(Text extract):
The results show that 45% of the streams of petrochemical area presented MN above 80 and 15% of 

streams presented low MN. Streams of cracking area showed lower MN. These results demonstrate the 

heterogeneity of currents, so that the methane number is an important reference when defining the logistic 

for combustible net in combustion process. 

Elaborating further on the effects that this variability can generate in the thermal efficiency of each of the 

currents, so as combustion efficiency and the stability of the operation was evaluated Wobbe Index, and 

the results showed that when applying these two methods and taking into account the current regulations, 

a comprehensive analysis can be performed of energy issues, environmental and security in combustion 

process of fuel variable composition. The principal result was a proposal for a fuel net. 

1. Introduction 

In most industries, the fuel gas streams are important because of their application in to the generation of 

thermal energy. City gas, liquefied petroleum gas and natural gas, are the most used. In industries where 

the presence of combustible gases has high implications into the oil refining industry, the analysis of gas 

streams from each of the areas of production, becomes an important factor through their involvement in 

various aspects for the conservation to burning process characteristics. 

The oil refining processes are realized on a group of industrial facilities. Crude oil is subject through a 

process of converting primary energy to secondary one, which results in a variety of products. The refining 

industry oil and natural gas has strategic value. The main problems found are operational, environmental 

and process. It is important to remember that large and integrated facilities to industrial centres, in which a 

number of raw materials have a massive consumption of energy and water is handled, can represent a 

variety of systemic problems. Although it can occur in different areas, problems are inherent to the 



 

 

1232 

 
properties of the product and also, have influence in the infrastructure of the plant. Therefore, analysis of 

processes have a high importance, sectored or generally.

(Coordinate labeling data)

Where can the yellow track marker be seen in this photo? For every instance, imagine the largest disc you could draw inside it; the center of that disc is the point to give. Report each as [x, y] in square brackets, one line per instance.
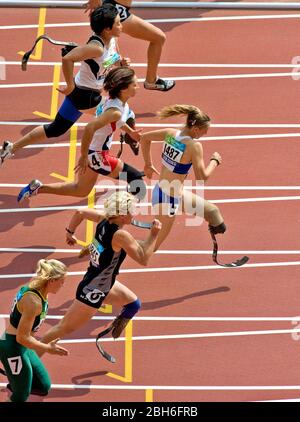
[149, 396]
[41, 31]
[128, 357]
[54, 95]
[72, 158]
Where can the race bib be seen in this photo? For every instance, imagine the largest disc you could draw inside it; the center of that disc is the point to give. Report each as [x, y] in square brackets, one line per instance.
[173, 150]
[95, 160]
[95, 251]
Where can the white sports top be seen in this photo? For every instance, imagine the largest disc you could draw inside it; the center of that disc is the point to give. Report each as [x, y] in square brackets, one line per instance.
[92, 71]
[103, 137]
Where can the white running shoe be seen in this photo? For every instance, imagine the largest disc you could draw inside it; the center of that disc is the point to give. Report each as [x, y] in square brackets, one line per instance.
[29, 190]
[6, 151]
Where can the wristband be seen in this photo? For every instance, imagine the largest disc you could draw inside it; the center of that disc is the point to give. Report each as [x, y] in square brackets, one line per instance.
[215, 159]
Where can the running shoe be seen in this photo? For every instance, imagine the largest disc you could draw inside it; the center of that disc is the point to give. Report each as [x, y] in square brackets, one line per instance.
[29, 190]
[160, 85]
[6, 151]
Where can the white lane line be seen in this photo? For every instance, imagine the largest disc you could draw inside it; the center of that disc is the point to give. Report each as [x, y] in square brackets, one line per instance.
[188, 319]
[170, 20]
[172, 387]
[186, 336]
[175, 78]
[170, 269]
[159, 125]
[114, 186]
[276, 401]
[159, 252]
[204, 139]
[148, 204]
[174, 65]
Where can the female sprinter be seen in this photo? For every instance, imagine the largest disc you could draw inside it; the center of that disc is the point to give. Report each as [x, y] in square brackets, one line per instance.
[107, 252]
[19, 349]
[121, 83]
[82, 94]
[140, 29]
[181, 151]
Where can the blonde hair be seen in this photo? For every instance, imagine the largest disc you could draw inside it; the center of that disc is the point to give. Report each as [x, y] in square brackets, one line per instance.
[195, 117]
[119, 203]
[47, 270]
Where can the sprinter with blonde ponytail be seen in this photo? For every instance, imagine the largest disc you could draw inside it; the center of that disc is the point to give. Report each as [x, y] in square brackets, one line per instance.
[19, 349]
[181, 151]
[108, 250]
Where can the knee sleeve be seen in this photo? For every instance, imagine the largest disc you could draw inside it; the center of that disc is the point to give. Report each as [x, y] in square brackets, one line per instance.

(Tasks to carry out):
**1)** According to the fuel gas text, what share of the petrochemical area's streams had a methane number above 80?
**2)** In the fuel gas text, rename "Wobbe Index" as "Wobbe number" in the part that opens with the words containing "currents, so as" and closes with "a fuel net.", and write that part out.
**3)** Take the fuel gas text further, picking up after its final sentence.

(Answers given):
**1)** 45%

**2)**
currents, so as combustion efficiency and the stability of the operation was evaluated Wobbe number, and 

the results showed that when applying these two methods and taking into account the current regulations, 

a comprehensive analysis can be performed of energy issues, environmental and security in combustion 

process of fuel variable composition. The principal result was a proposal for a fuel net.

**3)**
The process developed in refineries generated lots of environmental emissions, polluted the atmosphere, 

water and soil. Its major pollutants emissions are carbon dioxide, nitrogen, sulphur(from combustion 

processes), volatile organic compounds, ammonia, sulphides, garbage, acids, amines and catalysts. The 

refineries’ emissions to the atmosphere, besides, are responsible for the highest levels of contamination 

because of their points of emitted tons. The existing legislation, depending on the country, fluctuates 

becoming the environmental regulatory a guideline for the moment of election and application of any 

method and the assessment of different types of environmental problems such as those presented in 

refineries, CO2, NOx, SOx and VOC´s. The methods used must be properly organized in a coherent 

design, taking in to account different types of properties for instance the feasibility in obtaining data in its 

implementation, economics and ease of application and maintenance. 

In this article we will proceed to evaluate 110 streams of a particular process of refining oil. Which is 

composed as follows area: gas fields, 3 currents, the production area, has two sub - areas; cracking with 

13 streams and petrochemicals that provides 10, the area of gas sold to external, 3 currents, the area of 

generation of H2 with 2 streams, the area gas fuel consumed, is the main contributor, 3 sub - areas, 

refining, with 16 streams, cracking with 20, and petrochemical 21 streams, finally, we have area industrial 

services with 20 streams. Inside of each area, different processes are applied in the streams 

individualizing each of the currents. The variable concentration is the cause of turbulence that affects the 

combustion process, for that reason, we have to look for a burned process with a proper distribution of 

currents in search to keep the process stable. 

2. Method 

When developing an initial review of the components of streams it can be seen essentially that it consists 

of 16 contributors compounds. Varying in their percentages for each stream, corroborating that the 

heterogeneity is presented and that it would become a problem when the streams are mixing, creating 

turbulence that would reduce the efficiency of the burning process, increasing the chances of equipment 

damage and emissions to the environment.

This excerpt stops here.